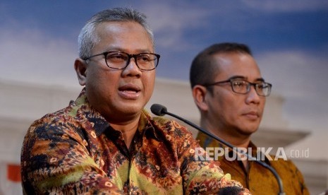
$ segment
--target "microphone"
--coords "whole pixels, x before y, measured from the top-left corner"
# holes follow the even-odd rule
[[[170,115],[171,117],[174,117],[188,124],[189,124],[190,126],[193,126],[193,128],[198,129],[198,131],[202,131],[202,133],[205,134],[206,135],[209,136],[209,137],[224,143],[224,145],[227,146],[228,147],[229,147],[230,148],[231,148],[233,152],[236,152],[237,153],[241,153],[243,155],[247,155],[248,157],[248,158],[250,160],[254,160],[256,162],[257,162],[258,164],[261,165],[262,166],[266,167],[267,169],[268,169],[269,170],[270,170],[272,174],[274,175],[274,177],[276,177],[276,179],[277,179],[277,182],[278,183],[278,185],[279,187],[279,192],[278,193],[278,194],[279,195],[285,195],[286,194],[284,192],[284,187],[283,187],[283,184],[282,184],[282,181],[281,181],[281,179],[280,178],[279,175],[278,175],[278,173],[276,172],[276,170],[272,168],[271,166],[269,166],[268,164],[264,162],[262,162],[260,160],[258,160],[257,159],[256,159],[255,158],[253,157],[251,155],[248,154],[248,153],[245,152],[245,151],[243,151],[243,150],[239,150],[237,149],[237,148],[236,146],[233,146],[231,143],[226,141],[225,140],[211,134],[209,131],[201,128],[200,126],[193,124],[193,122],[187,120],[187,119],[185,119],[178,115],[176,115],[173,113],[171,113],[171,112],[169,112],[167,111],[167,109],[166,107],[163,106],[163,105],[161,105],[159,104],[153,104],[151,107],[150,107],[150,111],[152,111],[152,112],[155,114],[155,115],[157,115],[157,116],[164,116],[165,114],[168,114],[168,115]]]

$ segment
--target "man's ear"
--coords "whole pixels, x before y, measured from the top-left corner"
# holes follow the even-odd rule
[[[193,97],[197,107],[202,111],[207,110],[208,106],[205,100],[207,90],[205,87],[196,85],[193,88]]]
[[[78,58],[74,62],[74,69],[75,69],[76,74],[78,75],[78,83],[81,85],[85,85],[87,79],[85,73],[87,70],[87,64],[82,59]]]

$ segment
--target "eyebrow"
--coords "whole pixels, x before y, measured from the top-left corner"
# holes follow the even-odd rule
[[[238,76],[238,75],[236,75],[236,76],[233,76],[231,77],[230,77],[228,80],[233,80],[233,79],[242,79],[242,80],[247,80],[247,77],[245,76]],[[255,79],[255,81],[263,81],[265,82],[265,79],[263,78],[257,78]]]

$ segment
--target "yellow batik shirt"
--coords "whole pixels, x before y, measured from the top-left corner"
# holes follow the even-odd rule
[[[28,129],[21,153],[23,193],[217,194],[241,187],[218,162],[195,160],[198,147],[184,126],[143,110],[127,148],[122,134],[92,108],[83,89],[67,107]]]
[[[212,150],[212,148],[215,147],[226,148],[220,142],[202,132],[198,133],[196,139],[204,148],[208,148]],[[252,143],[250,143],[249,147],[252,148],[252,155],[256,157],[257,147]],[[232,150],[229,149],[227,157],[226,155],[220,154],[217,159],[220,162],[220,167],[224,172],[229,172],[232,179],[240,182],[244,187],[250,191],[252,194],[278,194],[279,187],[276,177],[270,170],[253,160],[250,160],[248,170],[246,171],[242,161],[238,160],[236,158],[231,158],[232,153]],[[262,157],[257,158],[263,159]],[[271,157],[272,160],[275,159],[274,156]],[[309,194],[301,172],[291,160],[284,160],[283,158],[269,160],[267,158],[263,160],[279,175],[282,180],[284,191],[286,195]]]

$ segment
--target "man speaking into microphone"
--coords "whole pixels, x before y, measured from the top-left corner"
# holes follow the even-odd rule
[[[256,157],[257,147],[250,136],[259,127],[272,85],[261,76],[248,47],[227,42],[205,49],[192,62],[190,82],[201,127]],[[202,132],[197,139],[205,149],[226,149],[224,143]],[[236,153],[231,149],[224,151],[217,160],[233,179],[253,194],[277,194],[279,186],[268,169],[247,158],[232,158]],[[309,194],[300,172],[291,161],[261,160],[279,174],[286,194]]]
[[[249,194],[218,162],[194,159],[200,146],[186,127],[144,110],[160,55],[143,13],[97,13],[78,40],[81,92],[29,128],[23,194]]]

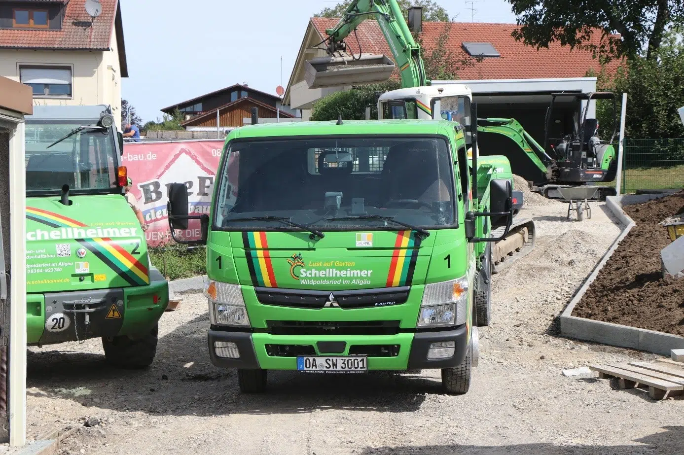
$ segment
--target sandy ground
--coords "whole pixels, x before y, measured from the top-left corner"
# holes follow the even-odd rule
[[[98,340],[31,348],[29,435],[85,422],[58,453],[99,455],[681,454],[682,400],[562,374],[654,356],[557,335],[558,315],[620,231],[605,206],[593,208],[581,222],[560,203],[530,209],[537,246],[495,276],[494,322],[480,330],[465,395],[442,394],[438,370],[276,372],[267,394],[241,395],[235,372],[209,361],[205,299],[186,295],[162,317],[147,371],[106,366]]]

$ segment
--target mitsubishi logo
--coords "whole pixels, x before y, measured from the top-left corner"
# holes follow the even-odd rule
[[[328,302],[326,302],[326,304],[323,306],[324,308],[329,308],[330,307],[334,307],[335,308],[339,308],[339,304],[335,302],[335,296],[332,292],[330,295],[328,296]]]

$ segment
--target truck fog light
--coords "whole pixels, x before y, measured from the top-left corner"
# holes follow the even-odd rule
[[[216,355],[226,359],[239,359],[240,352],[237,350],[237,345],[235,343],[226,341],[214,341],[214,350]]]
[[[453,356],[453,352],[456,348],[455,341],[440,341],[438,343],[432,343],[430,349],[428,350],[428,359],[434,360],[435,359],[449,359]]]

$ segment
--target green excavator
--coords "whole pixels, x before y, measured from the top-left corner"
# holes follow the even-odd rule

> **Set task**
Omit the pictures. Output every record above word for word.

> **Completed task**
$ segment
--target "microphone"
--coords "whole pixels, x before y, measured from the top-left corner"
# holes follow the even-odd rule
[[[170,115],[171,117],[174,117],[188,124],[189,124],[190,126],[193,126],[193,128],[198,129],[198,131],[202,131],[202,133],[205,134],[206,135],[209,136],[209,137],[224,143],[224,145],[227,146],[228,147],[229,147],[230,148],[231,148],[233,152],[236,152],[237,153],[241,153],[243,155],[247,155],[248,157],[248,158],[250,160],[254,160],[256,162],[257,162],[258,164],[261,165],[262,166],[266,167],[267,169],[268,169],[269,170],[270,170],[272,174],[274,175],[274,177],[276,177],[276,179],[277,179],[277,182],[278,183],[278,185],[279,187],[279,192],[278,193],[278,194],[279,195],[285,195],[286,194],[284,192],[284,187],[283,187],[283,184],[282,184],[282,181],[281,181],[281,179],[280,178],[279,175],[278,175],[278,173],[276,172],[276,170],[272,168],[271,166],[269,166],[268,164],[264,162],[262,162],[260,160],[258,160],[257,159],[256,159],[255,158],[253,157],[251,155],[248,154],[248,153],[245,152],[245,151],[243,151],[243,150],[239,150],[237,149],[237,148],[236,146],[233,146],[231,143],[226,141],[225,140],[211,134],[209,131],[201,128],[200,126],[193,124],[193,122],[187,120],[187,119],[185,119],[178,115],[176,115],[173,113],[171,113],[171,112],[169,112],[167,111],[167,109],[166,107],[163,106],[163,105],[161,105],[159,104],[153,104],[151,107],[150,107],[150,111],[152,111],[152,112],[155,114],[155,115],[157,115],[157,116],[164,116],[165,114],[168,114],[168,115]]]

$ segment
--target "man's ear"
--coords "whole pixels, x before y, measured from the top-left corner"
# holes follow the even-odd rule
[[[193,97],[197,107],[202,111],[207,110],[208,106],[205,100],[207,90],[205,87],[196,85],[193,88]]]
[[[78,58],[74,62],[74,69],[75,69],[76,74],[78,75],[78,83],[81,85],[85,85],[87,79],[85,73],[87,70],[87,64],[82,59]]]

$ segment
--target "eyebrow"
--coords "whole pixels, x before y, measured from the top-left corner"
# holes follow the even-odd rule
[[[238,76],[238,75],[236,75],[236,76],[233,76],[231,77],[230,77],[228,80],[233,80],[233,79],[242,79],[242,80],[247,80],[247,77],[245,76]],[[255,79],[255,81],[263,81],[265,82],[265,79],[263,78],[257,78]]]

$ segment
--target "yellow batik shirt"
--coords "whole pixels, x before y, measured from the top-left corner"
# holes follow the even-odd rule
[[[28,129],[21,153],[23,193],[217,194],[241,187],[218,162],[195,160],[198,147],[184,126],[143,110],[127,148],[122,134],[92,108],[83,89],[67,107]]]
[[[212,150],[212,148],[215,147],[226,148],[220,142],[202,132],[198,133],[196,139],[204,148],[208,148]],[[252,143],[250,143],[249,147],[252,148],[252,155],[256,157],[257,147]],[[232,150],[229,149],[227,157],[226,155],[220,154],[217,159],[220,162],[220,167],[224,172],[229,172],[232,179],[240,182],[244,187],[250,191],[252,194],[278,194],[279,187],[276,177],[270,170],[253,160],[250,160],[248,170],[246,171],[242,161],[238,160],[236,158],[231,158],[232,153]],[[262,157],[257,158],[263,159]],[[271,157],[272,160],[275,159],[274,156]],[[309,194],[301,172],[291,160],[284,160],[283,158],[269,160],[267,158],[263,160],[279,175],[282,180],[284,191],[286,195]]]

$ segment
--target "man speaking into microphone"
--coords "whole pixels, x before y, measured from the top-left corner"
# holes follow the even-odd rule
[[[256,157],[257,147],[250,136],[259,127],[272,85],[261,76],[248,47],[227,42],[205,49],[192,62],[190,82],[201,127]],[[202,132],[197,139],[205,149],[226,149],[224,143]],[[236,153],[231,149],[224,151],[217,160],[233,179],[253,194],[277,194],[279,186],[268,169],[247,158],[232,158]],[[309,194],[300,172],[291,161],[261,160],[279,174],[286,194]]]
[[[249,194],[218,162],[194,159],[200,146],[186,127],[144,110],[160,55],[143,13],[97,13],[78,40],[81,92],[29,128],[23,194]]]

$ segment
--target sandy ground
--coords "whole pixels, x before y, measured from the top-left corner"
# holes follow the even-odd rule
[[[98,340],[31,348],[29,435],[85,422],[58,453],[99,455],[681,454],[682,400],[562,374],[654,356],[557,335],[558,315],[620,231],[605,206],[593,208],[581,222],[560,203],[530,209],[537,246],[495,276],[494,322],[480,330],[465,395],[442,394],[438,370],[276,372],[267,394],[241,395],[235,372],[209,361],[205,299],[186,295],[162,317],[147,371],[106,366]]]

$ segment
--target mitsubishi logo
--coords "whole pixels, x before y, measured from the top-left corner"
# holes follow the even-odd rule
[[[328,302],[326,302],[326,304],[323,306],[324,308],[329,308],[330,307],[334,307],[335,308],[339,308],[339,304],[335,302],[335,296],[332,292],[330,295],[328,296]]]

$ segment
--target truck fog light
--coords "whole pixels, x before y, measured from the top-left corner"
# holes follow the even-odd rule
[[[216,355],[226,359],[239,359],[240,352],[237,350],[237,345],[235,343],[226,341],[214,341],[214,350]]]
[[[453,356],[453,352],[456,348],[455,341],[440,341],[438,343],[432,343],[430,349],[428,350],[428,359],[434,360],[435,359],[449,359]]]

$ segment
--target green excavator
--coords "whole pixels, x before y, measured from the top-left corner"
# holes follow the even-odd rule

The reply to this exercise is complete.